Work to be completed
Rewrite the items as a JSON list of strings, one string per line, skipping blank lines, starting at the line containing "What element in the above image is the bicycle front" and ending at the line containing "[244, 132, 351, 195]".
>> start Data for processing
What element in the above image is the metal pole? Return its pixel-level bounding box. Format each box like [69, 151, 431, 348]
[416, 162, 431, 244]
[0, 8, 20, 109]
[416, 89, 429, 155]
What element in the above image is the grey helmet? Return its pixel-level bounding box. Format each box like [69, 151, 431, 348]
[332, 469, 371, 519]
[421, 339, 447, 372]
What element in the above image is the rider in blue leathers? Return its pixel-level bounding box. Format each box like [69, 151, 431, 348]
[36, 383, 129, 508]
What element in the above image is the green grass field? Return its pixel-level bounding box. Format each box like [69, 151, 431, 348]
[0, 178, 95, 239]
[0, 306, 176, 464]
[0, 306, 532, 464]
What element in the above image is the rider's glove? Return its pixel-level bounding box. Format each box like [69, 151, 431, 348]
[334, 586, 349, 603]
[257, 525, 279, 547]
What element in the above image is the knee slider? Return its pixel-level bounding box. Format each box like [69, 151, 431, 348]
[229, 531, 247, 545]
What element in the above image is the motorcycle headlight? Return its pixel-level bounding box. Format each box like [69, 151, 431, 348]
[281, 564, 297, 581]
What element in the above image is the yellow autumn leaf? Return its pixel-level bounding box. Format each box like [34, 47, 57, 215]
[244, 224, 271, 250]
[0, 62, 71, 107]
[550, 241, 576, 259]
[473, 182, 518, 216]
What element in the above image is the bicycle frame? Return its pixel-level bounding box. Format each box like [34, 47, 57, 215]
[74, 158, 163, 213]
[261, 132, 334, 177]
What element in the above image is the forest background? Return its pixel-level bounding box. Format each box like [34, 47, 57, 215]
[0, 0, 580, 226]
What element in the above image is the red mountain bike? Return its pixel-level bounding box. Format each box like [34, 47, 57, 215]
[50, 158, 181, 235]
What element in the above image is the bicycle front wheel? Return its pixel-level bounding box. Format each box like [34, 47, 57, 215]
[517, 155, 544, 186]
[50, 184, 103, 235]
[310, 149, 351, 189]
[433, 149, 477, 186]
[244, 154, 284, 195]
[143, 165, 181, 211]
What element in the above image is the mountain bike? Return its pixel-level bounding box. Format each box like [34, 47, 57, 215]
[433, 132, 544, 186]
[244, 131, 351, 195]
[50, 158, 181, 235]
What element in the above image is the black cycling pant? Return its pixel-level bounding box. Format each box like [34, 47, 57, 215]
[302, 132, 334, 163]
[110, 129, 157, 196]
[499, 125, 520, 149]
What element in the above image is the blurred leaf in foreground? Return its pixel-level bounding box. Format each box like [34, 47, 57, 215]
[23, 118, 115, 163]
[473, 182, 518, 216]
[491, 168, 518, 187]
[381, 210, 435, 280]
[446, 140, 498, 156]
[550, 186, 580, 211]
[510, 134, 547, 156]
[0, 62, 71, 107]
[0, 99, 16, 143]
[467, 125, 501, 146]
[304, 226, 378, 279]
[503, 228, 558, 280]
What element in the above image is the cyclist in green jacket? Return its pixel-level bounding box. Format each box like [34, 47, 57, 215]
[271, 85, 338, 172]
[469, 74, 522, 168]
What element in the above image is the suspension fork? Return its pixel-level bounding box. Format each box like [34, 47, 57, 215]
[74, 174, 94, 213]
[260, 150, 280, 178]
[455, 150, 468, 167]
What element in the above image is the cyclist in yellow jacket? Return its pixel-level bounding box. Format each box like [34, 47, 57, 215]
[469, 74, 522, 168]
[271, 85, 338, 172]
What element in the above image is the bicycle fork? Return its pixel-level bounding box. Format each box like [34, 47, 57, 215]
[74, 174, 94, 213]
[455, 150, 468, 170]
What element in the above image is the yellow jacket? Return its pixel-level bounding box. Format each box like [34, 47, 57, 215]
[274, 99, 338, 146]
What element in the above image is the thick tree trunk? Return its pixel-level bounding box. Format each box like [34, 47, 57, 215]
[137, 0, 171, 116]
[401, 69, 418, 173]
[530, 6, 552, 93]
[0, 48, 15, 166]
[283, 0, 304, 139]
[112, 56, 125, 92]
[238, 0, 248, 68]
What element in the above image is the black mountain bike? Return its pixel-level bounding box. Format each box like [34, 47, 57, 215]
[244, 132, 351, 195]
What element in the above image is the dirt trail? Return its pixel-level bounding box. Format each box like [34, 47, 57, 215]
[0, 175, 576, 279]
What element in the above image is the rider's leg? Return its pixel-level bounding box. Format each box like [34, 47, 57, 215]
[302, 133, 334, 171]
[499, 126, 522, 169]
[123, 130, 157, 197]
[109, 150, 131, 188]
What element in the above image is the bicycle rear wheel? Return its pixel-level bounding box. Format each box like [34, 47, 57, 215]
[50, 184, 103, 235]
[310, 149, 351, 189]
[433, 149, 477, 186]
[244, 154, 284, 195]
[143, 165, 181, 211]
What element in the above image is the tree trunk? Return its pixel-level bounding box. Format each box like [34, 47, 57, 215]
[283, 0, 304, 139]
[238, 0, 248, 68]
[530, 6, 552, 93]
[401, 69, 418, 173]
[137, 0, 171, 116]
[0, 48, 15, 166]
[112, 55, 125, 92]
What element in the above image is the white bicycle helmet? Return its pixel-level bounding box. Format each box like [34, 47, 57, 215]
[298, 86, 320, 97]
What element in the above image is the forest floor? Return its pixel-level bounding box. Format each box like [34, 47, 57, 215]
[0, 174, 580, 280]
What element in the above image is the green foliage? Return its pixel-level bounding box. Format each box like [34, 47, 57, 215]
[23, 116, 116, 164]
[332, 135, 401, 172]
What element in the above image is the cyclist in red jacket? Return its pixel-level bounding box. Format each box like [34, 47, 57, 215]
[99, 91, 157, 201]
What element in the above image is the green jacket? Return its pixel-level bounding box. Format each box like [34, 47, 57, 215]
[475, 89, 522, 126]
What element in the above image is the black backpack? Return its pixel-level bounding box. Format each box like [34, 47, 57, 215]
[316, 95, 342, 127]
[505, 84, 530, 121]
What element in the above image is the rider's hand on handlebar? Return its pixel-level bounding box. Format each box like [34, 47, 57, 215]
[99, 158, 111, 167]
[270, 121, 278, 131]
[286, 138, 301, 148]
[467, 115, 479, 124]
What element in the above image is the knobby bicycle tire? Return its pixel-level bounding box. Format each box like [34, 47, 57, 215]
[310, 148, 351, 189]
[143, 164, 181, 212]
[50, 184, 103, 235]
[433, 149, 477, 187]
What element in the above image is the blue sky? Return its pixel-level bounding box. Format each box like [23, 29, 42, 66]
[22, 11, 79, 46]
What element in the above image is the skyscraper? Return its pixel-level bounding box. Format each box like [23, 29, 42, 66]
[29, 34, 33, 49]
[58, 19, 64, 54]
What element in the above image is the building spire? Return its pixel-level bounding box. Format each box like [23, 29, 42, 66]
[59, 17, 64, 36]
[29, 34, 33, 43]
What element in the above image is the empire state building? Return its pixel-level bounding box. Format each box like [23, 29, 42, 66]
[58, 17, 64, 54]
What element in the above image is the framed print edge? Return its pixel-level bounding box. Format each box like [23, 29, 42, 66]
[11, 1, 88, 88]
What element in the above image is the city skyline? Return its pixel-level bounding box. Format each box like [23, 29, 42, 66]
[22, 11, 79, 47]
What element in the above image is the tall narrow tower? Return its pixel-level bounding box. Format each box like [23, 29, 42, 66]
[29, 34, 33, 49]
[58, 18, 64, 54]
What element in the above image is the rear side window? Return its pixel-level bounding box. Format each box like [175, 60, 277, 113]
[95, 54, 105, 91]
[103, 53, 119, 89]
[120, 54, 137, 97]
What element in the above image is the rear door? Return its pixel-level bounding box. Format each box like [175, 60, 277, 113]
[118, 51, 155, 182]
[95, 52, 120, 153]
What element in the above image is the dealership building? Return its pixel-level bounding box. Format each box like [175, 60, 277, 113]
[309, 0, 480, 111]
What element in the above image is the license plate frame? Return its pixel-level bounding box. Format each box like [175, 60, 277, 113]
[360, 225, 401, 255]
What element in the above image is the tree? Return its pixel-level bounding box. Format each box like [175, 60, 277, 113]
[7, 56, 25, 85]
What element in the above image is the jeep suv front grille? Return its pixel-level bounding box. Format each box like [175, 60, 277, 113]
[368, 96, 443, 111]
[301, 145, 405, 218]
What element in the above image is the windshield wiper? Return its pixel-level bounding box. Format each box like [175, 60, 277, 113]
>> end Data for processing
Problem solution
[
  "What element in the above image is the bicycle front wheel? Return its pixel-level bounding box. Format each box like [34, 47, 57, 215]",
  "[517, 155, 544, 186]",
  "[50, 184, 103, 235]",
  "[310, 149, 351, 189]",
  "[433, 149, 477, 186]",
  "[244, 154, 284, 195]",
  "[143, 165, 181, 211]",
  "What element in the above image is the mountain bike? Return its pixel-level bounding box. Format each box like [34, 47, 57, 215]",
  "[433, 132, 544, 186]",
  "[244, 131, 351, 195]",
  "[50, 158, 181, 235]",
  "What element in the above image is the black cycling pant? Return its pixel-level bounding box. Format each box like [34, 47, 57, 215]",
  "[302, 132, 334, 163]",
  "[110, 129, 157, 196]",
  "[499, 125, 520, 149]",
  "What element in the above image is the blurred leaf in foreground? Return its pixel-level bounding box. Format each box like [34, 47, 57, 215]",
  "[23, 118, 115, 163]",
  "[473, 182, 518, 216]",
  "[491, 168, 518, 187]",
  "[381, 210, 435, 280]",
  "[446, 140, 498, 156]",
  "[550, 186, 580, 211]",
  "[510, 134, 547, 156]",
  "[0, 62, 71, 107]",
  "[0, 99, 16, 143]",
  "[467, 125, 501, 146]",
  "[304, 226, 378, 279]",
  "[503, 228, 558, 280]",
  "What element in the above image is the cyclist in green jacket? Return its pixel-level bounding box. Format each box like [34, 47, 57, 215]",
  "[271, 85, 338, 172]",
  "[469, 74, 522, 168]",
  "What element in the above image is the suspension fork? Return its pixel-level bounding box. Format each box like [34, 47, 57, 215]",
  "[74, 174, 94, 213]",
  "[260, 150, 280, 178]",
  "[455, 150, 468, 167]",
  "What element in the above image is the cyclist in yellow jacket? Return its pixel-level bounding box. Format each box like [34, 47, 57, 215]",
  "[469, 74, 522, 168]",
  "[271, 85, 338, 172]",
  "What element in the above image is the bicycle fork? Return its pixel-level bounding box. Format each box like [34, 47, 57, 215]",
  "[74, 174, 94, 213]",
  "[455, 150, 468, 170]",
  "What element in the above image is the yellow jacket? Return its pixel-level bounding box. Format each box like [34, 47, 57, 215]",
  "[274, 99, 338, 146]",
  "What element in the above image is the thick tree trunk? Return its pixel-level bounding box. Format each box like [34, 47, 57, 215]",
  "[137, 0, 171, 116]",
  "[401, 69, 418, 173]",
  "[530, 6, 552, 93]",
  "[0, 48, 15, 166]",
  "[283, 0, 304, 139]",
  "[112, 56, 125, 92]",
  "[238, 0, 248, 68]",
  "What element in the above image is the black mountain bike? Return its pixel-level bounding box. Format each box like [34, 47, 57, 215]",
  "[244, 132, 351, 195]"
]